## AVAILABLE RECORDS
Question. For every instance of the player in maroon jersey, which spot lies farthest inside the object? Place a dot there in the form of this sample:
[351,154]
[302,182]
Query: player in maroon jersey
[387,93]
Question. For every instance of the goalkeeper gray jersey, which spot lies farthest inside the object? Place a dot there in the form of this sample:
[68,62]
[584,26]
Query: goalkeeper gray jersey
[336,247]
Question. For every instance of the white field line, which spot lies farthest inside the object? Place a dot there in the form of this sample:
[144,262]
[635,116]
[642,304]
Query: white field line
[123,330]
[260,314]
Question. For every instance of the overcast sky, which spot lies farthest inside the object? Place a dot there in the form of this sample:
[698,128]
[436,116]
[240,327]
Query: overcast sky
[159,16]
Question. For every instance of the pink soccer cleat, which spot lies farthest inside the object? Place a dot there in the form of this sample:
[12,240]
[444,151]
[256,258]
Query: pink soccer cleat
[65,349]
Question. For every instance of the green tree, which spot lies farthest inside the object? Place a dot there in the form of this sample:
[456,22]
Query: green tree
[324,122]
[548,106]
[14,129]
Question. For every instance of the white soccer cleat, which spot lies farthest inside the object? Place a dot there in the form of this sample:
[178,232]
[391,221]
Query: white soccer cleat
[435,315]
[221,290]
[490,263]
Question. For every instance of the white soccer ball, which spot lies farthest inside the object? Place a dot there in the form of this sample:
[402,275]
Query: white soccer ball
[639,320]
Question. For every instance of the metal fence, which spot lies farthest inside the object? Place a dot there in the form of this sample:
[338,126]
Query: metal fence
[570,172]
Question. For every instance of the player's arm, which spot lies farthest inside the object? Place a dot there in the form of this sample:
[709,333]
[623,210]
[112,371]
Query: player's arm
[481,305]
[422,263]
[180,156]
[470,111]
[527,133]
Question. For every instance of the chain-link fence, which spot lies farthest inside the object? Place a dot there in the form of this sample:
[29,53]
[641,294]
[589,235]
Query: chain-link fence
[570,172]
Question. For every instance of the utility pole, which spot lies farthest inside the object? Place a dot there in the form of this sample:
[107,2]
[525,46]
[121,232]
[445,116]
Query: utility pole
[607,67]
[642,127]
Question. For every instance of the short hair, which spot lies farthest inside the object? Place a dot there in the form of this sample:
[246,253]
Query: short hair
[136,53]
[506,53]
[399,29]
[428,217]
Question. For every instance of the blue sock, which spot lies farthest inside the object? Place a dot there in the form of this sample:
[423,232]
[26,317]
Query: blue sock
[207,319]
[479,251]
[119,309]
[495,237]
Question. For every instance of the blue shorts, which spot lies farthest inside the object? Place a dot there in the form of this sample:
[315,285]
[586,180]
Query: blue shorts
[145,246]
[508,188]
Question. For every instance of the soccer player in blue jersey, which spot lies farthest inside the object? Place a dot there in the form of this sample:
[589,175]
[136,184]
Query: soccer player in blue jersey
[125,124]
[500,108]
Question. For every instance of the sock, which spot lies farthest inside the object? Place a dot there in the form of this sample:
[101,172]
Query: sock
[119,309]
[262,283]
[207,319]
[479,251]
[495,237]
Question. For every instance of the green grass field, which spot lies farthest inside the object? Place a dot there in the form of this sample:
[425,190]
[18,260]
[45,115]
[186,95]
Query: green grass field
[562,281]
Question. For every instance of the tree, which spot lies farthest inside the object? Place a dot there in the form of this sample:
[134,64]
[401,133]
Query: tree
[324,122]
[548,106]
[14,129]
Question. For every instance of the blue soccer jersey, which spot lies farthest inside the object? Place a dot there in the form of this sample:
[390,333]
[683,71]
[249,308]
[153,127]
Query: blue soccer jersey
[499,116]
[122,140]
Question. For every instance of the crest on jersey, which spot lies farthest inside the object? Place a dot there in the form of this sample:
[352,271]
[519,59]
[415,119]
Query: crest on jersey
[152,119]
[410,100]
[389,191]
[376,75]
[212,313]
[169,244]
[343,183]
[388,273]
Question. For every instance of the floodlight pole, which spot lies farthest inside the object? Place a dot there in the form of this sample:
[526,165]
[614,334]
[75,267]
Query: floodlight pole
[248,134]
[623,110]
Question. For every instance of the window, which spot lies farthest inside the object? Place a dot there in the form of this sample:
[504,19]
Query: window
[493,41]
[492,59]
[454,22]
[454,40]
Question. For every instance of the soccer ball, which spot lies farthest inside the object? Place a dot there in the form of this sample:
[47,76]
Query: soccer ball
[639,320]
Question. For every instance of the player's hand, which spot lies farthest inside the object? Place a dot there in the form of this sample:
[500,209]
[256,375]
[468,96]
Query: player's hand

## AIM OF THE EXERCISE
The entire listing has to be written out again exactly.

## RESULT OF THE EXERCISE
Question. For every instance of the player in maroon jersey, which spot lies farthest inside the object? Place a dot there in the form of this sample:
[351,154]
[302,182]
Query: player in maroon jersey
[387,93]
Question. For every instance of the goalkeeper gray jersey, which spot lies farthest inside the object? Place a dot there in the form of this sample:
[68,62]
[584,26]
Query: goalkeeper gray jersey
[336,247]
Question. For every instance of the white field line, which spot lies farthest inside the object? Place a dot there in the form of this sample:
[144,262]
[635,116]
[642,304]
Query: white field line
[123,330]
[260,314]
Question. For every instance of the overcast sky, which spot lies farthest inside the object? Place a dot there in the form of this sample:
[698,128]
[436,116]
[240,327]
Query: overcast sky
[159,16]
Question. For every instance of the pink soccer cleat, which spot lies farthest inside the object? Place a dot there in the form of this sample:
[12,240]
[444,151]
[256,258]
Query: pink soccer cleat
[65,349]
Question. For every instance of the green tree, which spot lies farthest inside the object? Place a dot there in the form of this sample:
[456,22]
Query: green tree
[324,122]
[548,106]
[14,129]
Question. For every instance of the white soccer cleat, which spot lies farthest inside the object? Place a dot there in the form of this sample:
[178,232]
[391,221]
Query: white soccer cleat
[435,315]
[221,290]
[490,263]
Question. For every instance of the white soccer ball, which spot lies farthest inside the object? Place a dot there in the form of this sample:
[402,275]
Query: white soccer ball
[639,320]
Question. For every instance of the metal fence, which spot lies farthest inside the object? Place a dot there in the form of this sample:
[338,126]
Query: metal fence
[570,172]
Question. For every instance of the player's arm, which spot lies farthest inside the object? Place a dot there in the form of this sample:
[709,333]
[623,210]
[112,371]
Query: player's arm
[481,305]
[422,263]
[180,156]
[470,111]
[527,133]
Question. For every instance of the chain-link fence, which spot lies farthest inside the object? Place a dot there in the form of this sample:
[29,53]
[641,294]
[589,235]
Query: chain-link fence
[570,172]
Question. For every instance of the utility pole, which spot lies farthest inside the object? Place a dot there in the form of this sample:
[107,2]
[525,46]
[121,232]
[445,116]
Query: utility pole
[607,67]
[642,127]
Question. For every instance of the short hair, which spot lies farthest inside the object? Place a dot there in the form of this sample:
[246,253]
Query: short hair
[136,53]
[506,53]
[399,29]
[428,217]
Question. For every instance of the blue sock, which spot lies farthest inside the object? Place a dot there in the form of this sample:
[423,232]
[26,317]
Query: blue sock
[207,319]
[479,251]
[119,309]
[495,237]
Question. For every instance of the blue shorts, which spot lies farthest inside the object? Place a dot there in the form of this sample:
[315,285]
[586,180]
Query: blue shorts
[145,246]
[508,188]
Question. For every instance of the soccer player in blue jersey, which spot lies farthest inside the object? Place a dot there in the form of this sample:
[589,175]
[136,184]
Query: soccer player in blue jersey
[125,124]
[500,108]
Question. For every instance of the sock, which spot lies farthest inside the object? Place a dot there in the form of this sample:
[101,172]
Query: sock
[119,309]
[262,283]
[207,319]
[479,251]
[495,237]
Question. For every instance of the green grass field, which spot lies farthest inside the object? Place a dot there in the form of this sample:
[425,190]
[18,260]
[45,115]
[186,95]
Query: green grass field
[562,281]
Question. For every instance of the tree, which spot lies farthest inside the object? Place a dot there in the form of this sample:
[134,64]
[401,133]
Query: tree
[324,122]
[548,106]
[14,129]
Question. For every instance of the blue soccer jersey, which spot lies farthest inside the object? Place a dot there in the form of this sample:
[390,333]
[683,71]
[249,308]
[153,127]
Query: blue soccer jersey
[499,116]
[122,140]
Question. For every instance of the crest on jersey, which spot lies farthest inside the object? Place a dot there in the form of this sample:
[352,271]
[519,59]
[415,119]
Query: crest on jersey
[152,119]
[410,100]
[389,191]
[376,75]
[212,313]
[169,244]
[343,183]
[388,273]
Question. For every instance of the floodlight pole, which spot lies farthest inside the object? Place a dot there in the form of this sample:
[526,165]
[614,334]
[75,267]
Query: floodlight pole
[248,134]
[623,110]
Question. For every instance of the window, which spot lies farthest inside the object? Place a dot there in the form of this sample:
[504,19]
Query: window
[493,41]
[492,59]
[454,22]
[454,40]
Question. For every instance of the soccer ball, which spot lies farthest inside the object? Place a dot there in the form of this sample:
[47,76]
Query: soccer ball
[639,320]
Question. For every instance of the player's hand, which spot lies farthest inside the object? Place a dot there in the form of this sample:
[500,209]
[256,375]
[468,96]
Query: player's hand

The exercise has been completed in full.